## start Available data
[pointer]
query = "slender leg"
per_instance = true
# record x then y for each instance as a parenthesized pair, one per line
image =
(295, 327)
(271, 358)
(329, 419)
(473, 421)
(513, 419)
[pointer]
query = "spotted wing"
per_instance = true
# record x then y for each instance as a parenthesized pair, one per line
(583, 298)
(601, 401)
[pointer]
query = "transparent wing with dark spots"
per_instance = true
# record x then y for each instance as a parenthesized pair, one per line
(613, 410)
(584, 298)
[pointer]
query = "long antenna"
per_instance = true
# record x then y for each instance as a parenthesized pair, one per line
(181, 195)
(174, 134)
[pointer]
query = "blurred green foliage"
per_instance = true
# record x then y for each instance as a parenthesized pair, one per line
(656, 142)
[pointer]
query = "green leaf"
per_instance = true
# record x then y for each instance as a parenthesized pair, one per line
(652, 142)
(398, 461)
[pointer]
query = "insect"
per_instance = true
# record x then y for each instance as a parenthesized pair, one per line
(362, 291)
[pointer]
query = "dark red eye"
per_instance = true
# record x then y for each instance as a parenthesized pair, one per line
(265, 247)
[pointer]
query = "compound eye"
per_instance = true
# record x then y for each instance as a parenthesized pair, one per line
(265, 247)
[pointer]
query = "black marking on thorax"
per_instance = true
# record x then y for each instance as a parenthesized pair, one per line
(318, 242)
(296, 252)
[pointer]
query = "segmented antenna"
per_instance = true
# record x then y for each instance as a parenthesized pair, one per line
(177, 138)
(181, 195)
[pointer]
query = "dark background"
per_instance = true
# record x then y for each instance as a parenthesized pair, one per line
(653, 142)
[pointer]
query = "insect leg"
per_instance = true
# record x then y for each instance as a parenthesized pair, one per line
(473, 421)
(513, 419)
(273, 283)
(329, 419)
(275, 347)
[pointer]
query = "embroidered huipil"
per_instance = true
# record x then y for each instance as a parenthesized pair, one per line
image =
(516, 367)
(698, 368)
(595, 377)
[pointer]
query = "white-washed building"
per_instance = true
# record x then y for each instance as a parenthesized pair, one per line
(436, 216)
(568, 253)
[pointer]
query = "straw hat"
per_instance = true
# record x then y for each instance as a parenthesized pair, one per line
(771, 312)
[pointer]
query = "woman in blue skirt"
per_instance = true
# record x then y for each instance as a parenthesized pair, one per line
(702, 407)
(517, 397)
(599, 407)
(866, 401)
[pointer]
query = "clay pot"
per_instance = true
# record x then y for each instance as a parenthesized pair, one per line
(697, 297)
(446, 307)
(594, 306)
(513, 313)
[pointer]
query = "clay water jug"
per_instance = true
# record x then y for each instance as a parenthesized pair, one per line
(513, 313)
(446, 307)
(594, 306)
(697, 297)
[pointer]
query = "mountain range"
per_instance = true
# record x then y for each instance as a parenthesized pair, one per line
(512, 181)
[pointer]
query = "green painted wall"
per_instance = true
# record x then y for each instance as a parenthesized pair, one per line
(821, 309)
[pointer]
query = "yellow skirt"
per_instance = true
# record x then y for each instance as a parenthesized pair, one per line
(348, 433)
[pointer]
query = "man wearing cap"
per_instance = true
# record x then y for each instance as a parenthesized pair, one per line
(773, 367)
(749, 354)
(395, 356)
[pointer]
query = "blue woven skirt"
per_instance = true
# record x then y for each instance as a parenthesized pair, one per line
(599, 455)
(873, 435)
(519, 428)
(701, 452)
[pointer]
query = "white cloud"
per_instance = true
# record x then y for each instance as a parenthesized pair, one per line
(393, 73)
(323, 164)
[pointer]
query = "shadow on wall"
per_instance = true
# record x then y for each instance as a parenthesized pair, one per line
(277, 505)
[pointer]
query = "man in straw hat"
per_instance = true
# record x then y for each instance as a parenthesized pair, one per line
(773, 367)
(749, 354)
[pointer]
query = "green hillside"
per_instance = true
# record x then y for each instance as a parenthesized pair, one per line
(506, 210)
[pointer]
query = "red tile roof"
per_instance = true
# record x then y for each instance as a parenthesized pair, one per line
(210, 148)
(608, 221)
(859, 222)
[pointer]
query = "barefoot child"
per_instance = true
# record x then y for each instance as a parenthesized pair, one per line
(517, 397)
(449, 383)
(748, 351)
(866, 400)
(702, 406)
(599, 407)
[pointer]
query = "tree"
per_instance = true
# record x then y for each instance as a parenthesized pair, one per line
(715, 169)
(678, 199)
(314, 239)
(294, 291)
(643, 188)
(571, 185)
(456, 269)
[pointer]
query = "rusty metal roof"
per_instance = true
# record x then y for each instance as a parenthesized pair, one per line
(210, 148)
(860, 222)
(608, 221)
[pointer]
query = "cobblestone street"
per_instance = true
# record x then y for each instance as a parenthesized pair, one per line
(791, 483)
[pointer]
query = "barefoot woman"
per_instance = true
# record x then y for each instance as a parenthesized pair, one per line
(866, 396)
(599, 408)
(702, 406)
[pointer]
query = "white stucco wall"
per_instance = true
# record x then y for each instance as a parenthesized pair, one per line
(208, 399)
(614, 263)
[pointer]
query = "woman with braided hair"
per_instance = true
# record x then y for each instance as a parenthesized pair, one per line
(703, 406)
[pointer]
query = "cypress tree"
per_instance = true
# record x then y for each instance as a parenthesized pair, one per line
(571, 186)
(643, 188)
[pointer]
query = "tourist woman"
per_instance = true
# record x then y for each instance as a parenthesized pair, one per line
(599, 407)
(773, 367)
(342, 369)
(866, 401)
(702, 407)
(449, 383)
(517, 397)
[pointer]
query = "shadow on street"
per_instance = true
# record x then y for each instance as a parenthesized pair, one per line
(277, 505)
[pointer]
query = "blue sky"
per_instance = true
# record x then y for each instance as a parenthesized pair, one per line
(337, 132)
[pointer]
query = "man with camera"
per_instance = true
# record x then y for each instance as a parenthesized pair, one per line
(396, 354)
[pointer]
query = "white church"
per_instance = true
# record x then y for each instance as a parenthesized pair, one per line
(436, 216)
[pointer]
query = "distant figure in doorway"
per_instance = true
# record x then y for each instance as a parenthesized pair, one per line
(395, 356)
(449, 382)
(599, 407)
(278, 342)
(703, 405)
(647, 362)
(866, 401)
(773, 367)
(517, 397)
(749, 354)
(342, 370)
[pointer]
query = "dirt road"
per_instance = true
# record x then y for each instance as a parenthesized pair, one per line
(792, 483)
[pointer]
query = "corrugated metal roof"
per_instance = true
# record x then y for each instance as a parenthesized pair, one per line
## end Available data
- Exercise aim -
Exactly as shown above, return every record.

- Response -
[pointer]
query = "slender leg"
per_instance = true
# record x then y for each instance as a parenthesized pair, one per line
image =
(295, 327)
(271, 358)
(329, 419)
(473, 421)
(513, 419)
[pointer]
query = "spotted wing"
per_instance = true
# record x then y for each instance as a parenthesized pair, one per line
(583, 298)
(601, 401)
[pointer]
query = "transparent wing with dark spots"
per_instance = true
# record x then y for each instance as a parenthesized pair, one per line
(613, 410)
(584, 298)
[pointer]
query = "long antenna"
per_instance = true
# record x then y for each instance as a parenthesized pair, one per line
(181, 195)
(174, 134)
[pointer]
query = "blurred green foliage"
per_instance = true
# record x then y for each instance as a parenthesized pair, one per line
(656, 142)
[pointer]
query = "green leaf"
per_instance = true
# record x then y for each instance as a parenthesized pair, one per line
(652, 142)
(398, 461)
[pointer]
query = "insect"
per_instance = true
# record x then y for each instance as a parenthesized pair, one per line
(362, 291)
[pointer]
query = "dark red eye"
per_instance = true
# record x then y for each instance as a parenthesized pair, one per line
(265, 247)
[pointer]
query = "compound eye"
per_instance = true
# record x then y for each instance as a parenthesized pair, one per line
(265, 247)
[pointer]
query = "black marking on thorax"
per_instance = true
# record x then y for each instance as a parenthesized pair, one per line
(318, 242)
(296, 252)
[pointer]
query = "segmented antenna"
per_instance = true
# record x then y for each instance as a parenthesized pair, one per line
(177, 138)
(181, 195)
[pointer]
query = "dark background"
per_instance = true
# record x then y for each instance as a parenthesized pair, one per line
(653, 142)
[pointer]
query = "insect leg"
per_instance = true
# record x then y for each instance as a parenthesized pair, one per line
(473, 421)
(513, 419)
(273, 283)
(329, 419)
(275, 347)
[pointer]
query = "embroidered huipil"
per_instance = true
# record x then y for each instance as a parenthesized pair, one per line
image =
(516, 367)
(698, 368)
(595, 377)
[pointer]
query = "white-washed building"
per_instance = true
# record x then y for each instance as a parenthesized pair, one per line
(436, 216)
(568, 253)
[pointer]
query = "straw hat"
per_instance = true
# record x then y for each instance as a parenthesized pair, one per line
(771, 312)
[pointer]
query = "woman in blue skirt"
per_instance = true
# record x then y for each instance as a parenthesized pair, one per line
(702, 407)
(517, 397)
(599, 407)
(866, 401)
[pointer]
query = "clay pot"
per_instance = true
# record x then y for each instance as a parenthesized pair, one per line
(697, 297)
(446, 307)
(594, 306)
(513, 313)
[pointer]
query = "clay water jug"
per_instance = true
# record x then y for each instance as a parenthesized pair, one per line
(513, 313)
(446, 307)
(594, 306)
(697, 297)
[pointer]
query = "mountain range"
per_instance = true
# record x then y for each instance as a parenthesized pair, one per line
(512, 181)
[pointer]
query = "green painted wall"
per_instance = true
# record x then y for each instance as a parenthesized pair, one per line
(821, 309)
[pointer]
query = "yellow skirt"
per_instance = true
# record x then y for each instance as a parenthesized pair, one per line
(348, 433)
[pointer]
query = "man wearing cap"
per_instance = true
# record x then y for each instance as a parenthesized pair, one per line
(773, 367)
(749, 354)
(395, 356)
[pointer]
query = "blue woven skirt"
per_instance = true
# record x then y for each instance as a parenthesized pair, one per line
(599, 455)
(873, 435)
(519, 428)
(701, 452)
[pointer]
query = "white cloud"
per_instance = true
# record x then y for each instance as a parenthesized pair, one per line
(393, 73)
(323, 164)
[pointer]
query = "shadow on wall"
per_instance = true
# record x then y for each instance as a parenthesized pair, one per line
(277, 505)
[pointer]
query = "man in straw hat"
per_instance = true
# record x then y for each instance as a parenthesized pair, one per line
(773, 367)
(749, 354)
[pointer]
query = "green hillside"
per_instance = true
# record x then y for each instance as a parenthesized pair, one per line
(506, 210)
[pointer]
query = "red tile roof"
per_instance = true
# record x then y for each instance as a parenthesized pair, one per line
(210, 148)
(608, 221)
(859, 222)
[pointer]
query = "barefoot child"
per_instance = true
# record x then y for each instance as a parenthesized pair, one per line
(517, 397)
(449, 383)
(748, 351)
(866, 400)
(702, 406)
(599, 407)
[pointer]
query = "tree"
per_instance = true
# record x then y for each instance as a parenthesized pair, one per line
(715, 169)
(678, 199)
(314, 239)
(294, 291)
(643, 188)
(571, 185)
(456, 269)
[pointer]
query = "rusty metal roof"
per_instance = true
# record x then y for each instance as a parenthesized pair, one per line
(210, 148)
(860, 222)
(608, 221)
[pointer]
query = "cobblestone street"
per_instance = true
# record x then y for each instance as a parenthesized pair, one per line
(791, 483)
[pointer]
query = "barefoot woman"
per_instance = true
# record x then y for each instance as a parenthesized pair, one per line
(866, 396)
(599, 408)
(702, 406)
[pointer]
query = "white stucco wall"
per_instance = true
# record x then y for each instance as a parenthesized pair, one per line
(208, 399)
(614, 263)
[pointer]
query = "woman with braided hair"
per_instance = true
# record x then y for each instance as a parenthesized pair, one per line
(703, 406)
[pointer]
query = "cypress tree"
per_instance = true
# record x then y for each instance as a parenthesized pair, one per line
(571, 186)
(643, 188)
[pointer]
query = "tourist woman"
per_instance = true
# record x then y for each instance as a parenthesized pair, one per line
(599, 407)
(773, 367)
(342, 369)
(866, 401)
(702, 407)
(449, 383)
(517, 397)
[pointer]
query = "shadow on street"
per_instance = true
# record x then y for each instance as a parenthesized pair, one per line
(277, 505)
[pointer]
query = "blue sky"
per_instance = true
# record x then y for each instance as a parenthesized pair, one per line
(337, 132)
[pointer]
query = "man with camera"
per_instance = true
# record x then y for each instance as a parenthesized pair, one per line
(396, 354)
[pointer]
query = "white church"
per_instance = true
# record x then y for each instance as a parenthesized pair, one per line
(436, 216)
[pointer]
query = "distant figure in doorway"
per_instance = true
# record x then y for each instance as a parenthesized pair, one per line
(395, 356)
(449, 382)
(599, 407)
(278, 342)
(703, 405)
(647, 362)
(866, 401)
(773, 367)
(517, 397)
(749, 354)
(342, 370)
[pointer]
query = "dirt road"
per_instance = true
# record x then y for each instance as a parenthesized pair, one per line
(792, 483)
[pointer]
query = "corrugated metal roof"
per_instance = true
# record x then y for each instance as a parenthesized pair, one per line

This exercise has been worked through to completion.